| PAGE EXTRACT |

_ _ _ _

How young leaders are advocating for more inclusive and accessible urban mobility in Indian cities
The Mobility Champions Program from Young Leaders for Active Citizenship (YLAC) is a youth-led initiative that equips young people to understand, engage with, and advocate for more inclusive and accessible urban mobility systems.
As Indian cities expand, urban mobility becomes central to economic and social participation. An important question arises: who are our streets and public spaces really designed for?
For many women and persons with disabilities, navigating public spaces is not easy. It is marked by safety concerns, inaccessible infrastructure, and the constant need to adapt to systems that were not built with them in mind.

Delhi launch of the Mobility Champions Program
In this scenario, youth-led initiatives are beginning to shift the conversation from abstract policy to lived experience. The Mobility Champions Program by the Young Leaders for Active Citizenship (YLAC) is placing young people at the heart of urban mobility conversations, equipping them to document, question, and influence how cities are planned and experienced.

_ _ _ _

| DATASET EXTRACT |

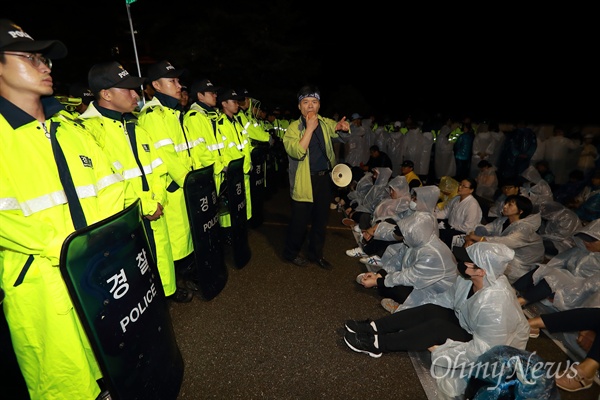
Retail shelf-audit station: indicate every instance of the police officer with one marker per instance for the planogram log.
(128, 147)
(161, 117)
(54, 354)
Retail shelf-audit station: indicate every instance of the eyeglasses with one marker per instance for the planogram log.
(34, 59)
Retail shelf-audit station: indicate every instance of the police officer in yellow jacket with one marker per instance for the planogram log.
(161, 117)
(236, 138)
(129, 148)
(53, 352)
(200, 122)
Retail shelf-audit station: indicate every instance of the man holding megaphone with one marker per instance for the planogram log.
(308, 143)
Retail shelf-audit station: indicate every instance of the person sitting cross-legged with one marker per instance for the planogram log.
(579, 376)
(477, 313)
(421, 267)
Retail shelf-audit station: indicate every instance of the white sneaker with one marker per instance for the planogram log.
(359, 278)
(390, 305)
(372, 260)
(373, 263)
(356, 252)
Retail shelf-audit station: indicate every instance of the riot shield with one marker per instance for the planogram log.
(202, 207)
(116, 289)
(236, 193)
(257, 184)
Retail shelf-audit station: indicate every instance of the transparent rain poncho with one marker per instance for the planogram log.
(520, 236)
(537, 189)
(559, 223)
(506, 372)
(492, 314)
(574, 274)
(378, 191)
(390, 208)
(426, 199)
(421, 261)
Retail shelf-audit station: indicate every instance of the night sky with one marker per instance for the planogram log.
(490, 64)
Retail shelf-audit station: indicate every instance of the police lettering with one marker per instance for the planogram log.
(120, 285)
(18, 34)
(139, 309)
(210, 223)
(142, 260)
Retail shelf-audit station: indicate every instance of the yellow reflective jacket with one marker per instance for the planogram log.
(112, 136)
(54, 354)
(163, 125)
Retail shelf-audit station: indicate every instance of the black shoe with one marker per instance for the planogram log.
(360, 326)
(323, 263)
(191, 285)
(182, 295)
(299, 261)
(362, 343)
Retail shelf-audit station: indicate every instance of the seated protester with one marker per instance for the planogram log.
(567, 192)
(478, 312)
(448, 189)
(516, 229)
(587, 202)
(377, 159)
(571, 276)
(462, 214)
(387, 210)
(422, 267)
(579, 376)
(508, 187)
(537, 189)
(422, 199)
(362, 208)
(407, 169)
(487, 181)
(544, 169)
(558, 226)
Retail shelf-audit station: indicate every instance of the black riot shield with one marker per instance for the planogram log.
(116, 289)
(236, 193)
(202, 207)
(257, 184)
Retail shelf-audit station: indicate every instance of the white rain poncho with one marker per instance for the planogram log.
(559, 224)
(492, 314)
(520, 236)
(357, 146)
(362, 188)
(483, 144)
(395, 146)
(422, 261)
(537, 189)
(390, 208)
(378, 192)
(426, 199)
(445, 164)
(463, 215)
(573, 275)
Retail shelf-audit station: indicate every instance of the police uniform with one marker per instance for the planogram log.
(52, 349)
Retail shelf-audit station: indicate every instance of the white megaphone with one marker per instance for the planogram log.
(341, 175)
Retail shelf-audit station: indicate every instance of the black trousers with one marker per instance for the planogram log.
(530, 292)
(418, 328)
(577, 319)
(315, 214)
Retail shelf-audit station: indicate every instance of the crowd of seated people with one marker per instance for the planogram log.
(542, 251)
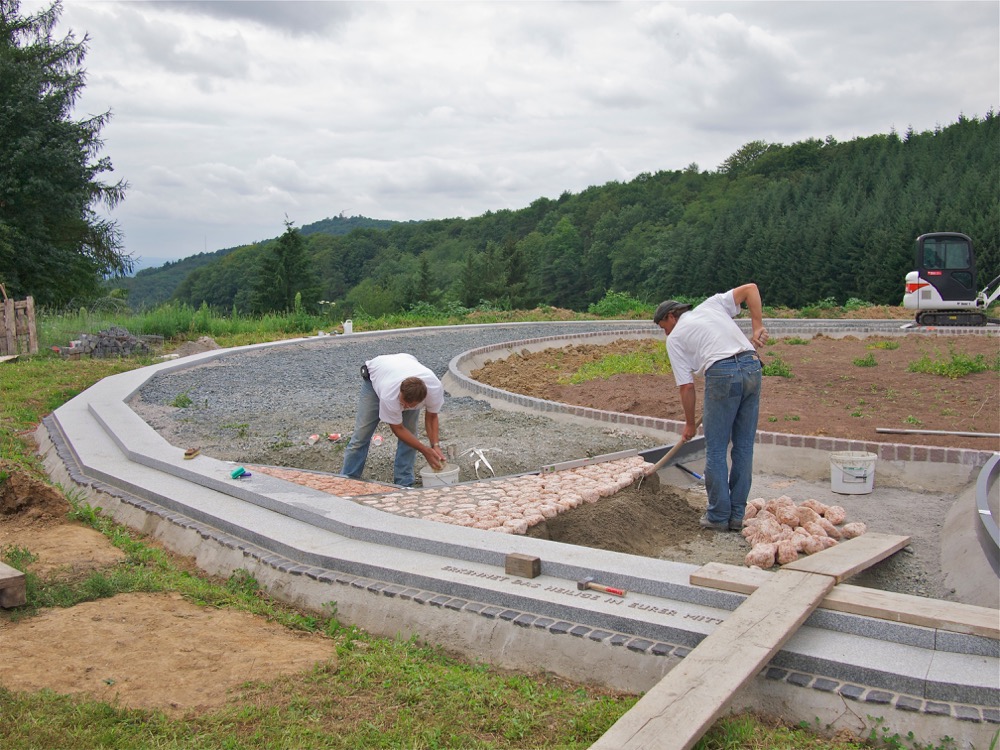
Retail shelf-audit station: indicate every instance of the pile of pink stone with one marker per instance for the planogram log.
(779, 531)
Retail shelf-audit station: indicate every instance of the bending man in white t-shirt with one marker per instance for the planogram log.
(393, 388)
(706, 341)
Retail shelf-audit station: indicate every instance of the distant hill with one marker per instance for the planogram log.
(345, 225)
(153, 286)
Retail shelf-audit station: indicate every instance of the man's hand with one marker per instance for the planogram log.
(435, 458)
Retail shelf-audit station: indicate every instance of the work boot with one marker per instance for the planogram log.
(706, 524)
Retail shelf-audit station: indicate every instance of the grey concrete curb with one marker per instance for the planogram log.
(309, 549)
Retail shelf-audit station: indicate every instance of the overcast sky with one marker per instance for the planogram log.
(230, 116)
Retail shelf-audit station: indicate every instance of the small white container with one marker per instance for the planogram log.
(852, 472)
(431, 478)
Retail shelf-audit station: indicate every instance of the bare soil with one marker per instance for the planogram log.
(827, 392)
(160, 651)
(155, 651)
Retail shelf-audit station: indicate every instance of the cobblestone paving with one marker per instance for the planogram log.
(509, 505)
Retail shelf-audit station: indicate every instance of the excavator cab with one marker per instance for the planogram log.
(947, 263)
(943, 288)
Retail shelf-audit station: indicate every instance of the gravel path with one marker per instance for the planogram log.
(261, 406)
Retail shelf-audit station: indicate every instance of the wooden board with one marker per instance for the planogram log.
(679, 709)
(857, 600)
(850, 557)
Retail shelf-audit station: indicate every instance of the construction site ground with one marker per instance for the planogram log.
(172, 654)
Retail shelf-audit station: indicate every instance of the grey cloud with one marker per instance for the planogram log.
(295, 17)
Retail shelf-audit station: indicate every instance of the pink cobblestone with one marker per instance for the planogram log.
(509, 505)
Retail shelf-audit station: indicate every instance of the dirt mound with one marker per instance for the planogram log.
(164, 652)
(841, 388)
(204, 344)
(32, 500)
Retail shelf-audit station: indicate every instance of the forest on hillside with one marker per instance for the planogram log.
(809, 221)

_ _ _ _

| WHAT THE TASK REQUIRES |
Return the section of the Indian urban mobility article running from "How young leaders" down to "urban mobility systems.", copied word for word.

| EXERCISE RESPONSE |
How young leaders are advocating for more inclusive and accessible urban mobility in Indian cities
The Mobility Champions Program from Young Leaders for Active Citizenship (YLAC) is a youth-led initiative that equips young people to understand, engage with, and advocate for more inclusive and accessible urban mobility systems.